SUPPLIED PASSAGE.
_ _ _
SA workers say they have little to celebrate as inflation, job insecurity on the rise

SA workers say they have little to celebrate as inflation, job insecurity on the rise

Workers’ Day or May Day, as it’s referred to, is celebrated the world over every year. However, here in South Africa, the voices of labour aren’t celebrated.

They complain that the gains made by ordinary workers since independence are fast going backwards and there’s self-introspection going on about the need for the workers’ movement to be more united than it currently is.

A serious discussion is being had about the de-politicisation of unions, with some calling for the tripartite alliance between the African National Congress, Congress of South African Trade Unions and South African Communist Party to be broken.

Workers complain that they don’t earn enough money to survive and with hundreds of thousands of jobs lost from the beginning of the pandemic until now, there’s also the acute fear of job insecurity.

General Secretary of the South African Federation of Trade Unions, Zwelinzima Vavi says workers are under siege.

“We are on a rearguard battle to defend existing conditions. The gains we’ve scored over many years are suddenly under such attack, in particular from multinationals. This is the time we should be united. This is the time that we should be speaking in one voice, unfortunately, we’re not convincing everybody that unity is more important than the short-term gains people want to make at a political level.”

Vavi laments that unions had not collectively come together on Sunday to speak with one voice in one place, with different functions held in different places.

Unity is a concern for many in the labour movement, especially when it comes to political affiliation. Some are saying this trend has done nothing to serve the worker and should come to an end.
_ _ _
STUDY MATERIAL.
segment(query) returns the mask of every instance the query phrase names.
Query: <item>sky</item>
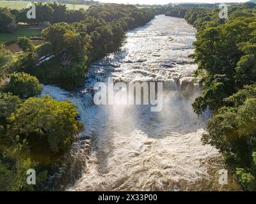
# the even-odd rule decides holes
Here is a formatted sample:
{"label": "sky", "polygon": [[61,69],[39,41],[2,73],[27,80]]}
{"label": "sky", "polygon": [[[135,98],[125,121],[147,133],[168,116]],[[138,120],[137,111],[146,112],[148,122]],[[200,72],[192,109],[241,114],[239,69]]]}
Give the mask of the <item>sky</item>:
{"label": "sky", "polygon": [[246,2],[248,0],[99,0],[101,2],[129,3],[140,4],[165,4],[170,3],[230,3],[230,2]]}

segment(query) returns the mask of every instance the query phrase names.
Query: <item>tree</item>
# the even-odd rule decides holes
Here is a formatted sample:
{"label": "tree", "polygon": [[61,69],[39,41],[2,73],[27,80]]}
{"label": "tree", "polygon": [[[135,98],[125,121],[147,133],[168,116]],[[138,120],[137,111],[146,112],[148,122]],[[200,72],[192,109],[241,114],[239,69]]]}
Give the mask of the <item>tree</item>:
{"label": "tree", "polygon": [[20,105],[21,100],[12,93],[0,92],[0,119],[6,119]]}
{"label": "tree", "polygon": [[33,52],[35,51],[35,47],[32,41],[26,37],[19,37],[17,42],[19,47],[24,52]]}
{"label": "tree", "polygon": [[0,32],[13,32],[16,29],[15,17],[6,8],[0,8]]}
{"label": "tree", "polygon": [[38,96],[42,88],[35,76],[22,72],[12,74],[10,82],[6,84],[4,90],[26,99]]}
{"label": "tree", "polygon": [[26,138],[32,152],[63,152],[79,130],[77,107],[69,101],[52,100],[49,96],[30,98],[12,114],[10,134]]}

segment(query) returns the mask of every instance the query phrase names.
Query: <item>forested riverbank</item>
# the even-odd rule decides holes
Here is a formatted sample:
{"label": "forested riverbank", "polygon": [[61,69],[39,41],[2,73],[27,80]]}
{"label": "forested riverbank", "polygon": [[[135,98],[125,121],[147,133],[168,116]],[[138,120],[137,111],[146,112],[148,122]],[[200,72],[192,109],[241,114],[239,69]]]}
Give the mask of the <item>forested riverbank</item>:
{"label": "forested riverbank", "polygon": [[[74,156],[90,163],[69,180],[71,190],[237,189],[218,184],[215,148],[243,189],[255,189],[255,4],[228,6],[227,19],[212,4],[36,6],[36,19],[26,8],[0,8],[3,33],[19,23],[44,29],[42,45],[19,38],[17,54],[0,44],[0,191],[49,189],[56,161],[76,141],[82,147]],[[185,18],[196,41],[183,19],[155,18],[161,13]],[[163,82],[164,113],[92,105],[90,90],[109,76]],[[26,182],[29,169],[36,185]]]}
{"label": "forested riverbank", "polygon": [[[77,106],[70,101],[38,97],[39,83],[74,89],[81,87],[87,66],[117,50],[125,31],[143,26],[154,17],[153,9],[106,4],[84,10],[65,5],[36,4],[36,20],[25,18],[28,9],[1,8],[6,18],[1,31],[13,32],[15,23],[44,25],[45,43],[35,47],[19,38],[22,52],[16,55],[0,46],[0,190],[40,190],[52,166],[67,152],[82,131]],[[49,22],[45,24],[45,22]],[[43,23],[44,24],[42,24]],[[50,55],[51,59],[41,58]],[[36,171],[36,185],[26,182],[27,170]]]}
{"label": "forested riverbank", "polygon": [[245,189],[256,183],[256,4],[228,6],[228,18],[218,8],[175,8],[166,15],[184,18],[198,30],[191,57],[198,65],[204,91],[193,103],[198,115],[209,108],[202,142],[218,148]]}

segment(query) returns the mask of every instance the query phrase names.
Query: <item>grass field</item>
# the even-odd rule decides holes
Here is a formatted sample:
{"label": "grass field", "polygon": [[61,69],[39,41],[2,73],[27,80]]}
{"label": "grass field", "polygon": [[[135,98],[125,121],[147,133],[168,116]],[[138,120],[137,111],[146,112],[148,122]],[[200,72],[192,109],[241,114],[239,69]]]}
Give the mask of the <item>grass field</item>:
{"label": "grass field", "polygon": [[[17,9],[21,10],[24,8],[26,8],[27,5],[31,3],[31,1],[0,1],[0,7],[7,7],[10,9]],[[66,4],[67,7],[70,10],[73,10],[73,5],[70,4]],[[79,10],[80,8],[83,8],[84,10],[86,10],[89,8],[90,6],[87,5],[76,5],[75,10]]]}
{"label": "grass field", "polygon": [[0,43],[10,43],[17,41],[21,36],[39,36],[41,34],[40,29],[29,29],[18,27],[13,33],[0,33]]}

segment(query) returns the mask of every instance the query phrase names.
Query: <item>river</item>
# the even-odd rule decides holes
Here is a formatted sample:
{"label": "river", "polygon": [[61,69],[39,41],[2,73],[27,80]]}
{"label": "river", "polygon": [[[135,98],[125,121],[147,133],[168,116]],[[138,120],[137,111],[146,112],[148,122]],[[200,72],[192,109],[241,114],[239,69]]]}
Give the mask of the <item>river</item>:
_ _ _
REQUIRED TASKS.
**1)** According to the Workers' Day article, why do workers in South Africa say they have little to celebrate? Answer in one to three sentences.
**2)** Print the part of the Workers' Day article starting with "A serious discussion" and going on through "are under siege.".
**3)** Carry on the Workers' Day article from the point where it stops.
The rows come from a different source than the article.

ANSWERS PROVIDED.
**1)** Workers say they don't earn enough money to survive. With hundreds of thousands of jobs lost since the beginning of the pandemic, they also have an acute fear of job insecurity.

**2)**
A serious discussion is being had about the de-politicisation of unions, with some calling for the tripartite alliance between the African National Congress, Congress of South African Trade Unions and South African Communist Party to be broken.

Workers complain that they don’t earn enough money to survive and with hundreds of thousands of jobs lost from the beginning of the pandemic until now, there’s also the acute fear of job insecurity.

General Secretary of the South African Federation of Trade Unions, Zwelinzima Vavi says workers are under siege.

**3)**
Volani Maluleke from the Vision Integrated Workers Union states that “We can no longer have unions that are affiliated to political parties because it is through these alliances that workers are used for political expediency and at the end of the day, the politicians are able to get away with murder because they know that they’ve got millions of workers behind them.”

Veteran labour activist and former general secretary-general of the Federation of Unions of South Africa, Dennis George, says the trade union movement needs to reset its approach in how it achieves its goals.

“It is also important for our own employees to also become shareholders in the companies where they work, I mean who said they can’t benefit financially in these companies, who said attend AGM’s, who said they don’t have a voice to raise their voice, so that’s v important for us and we must have a new approach to trade unionism.”

Some labour activists say they’re going to continue campaigning for an investigation into the country’s banking system, which they allege is corrupt and deliberately disadvantages the black and particularly poor workers.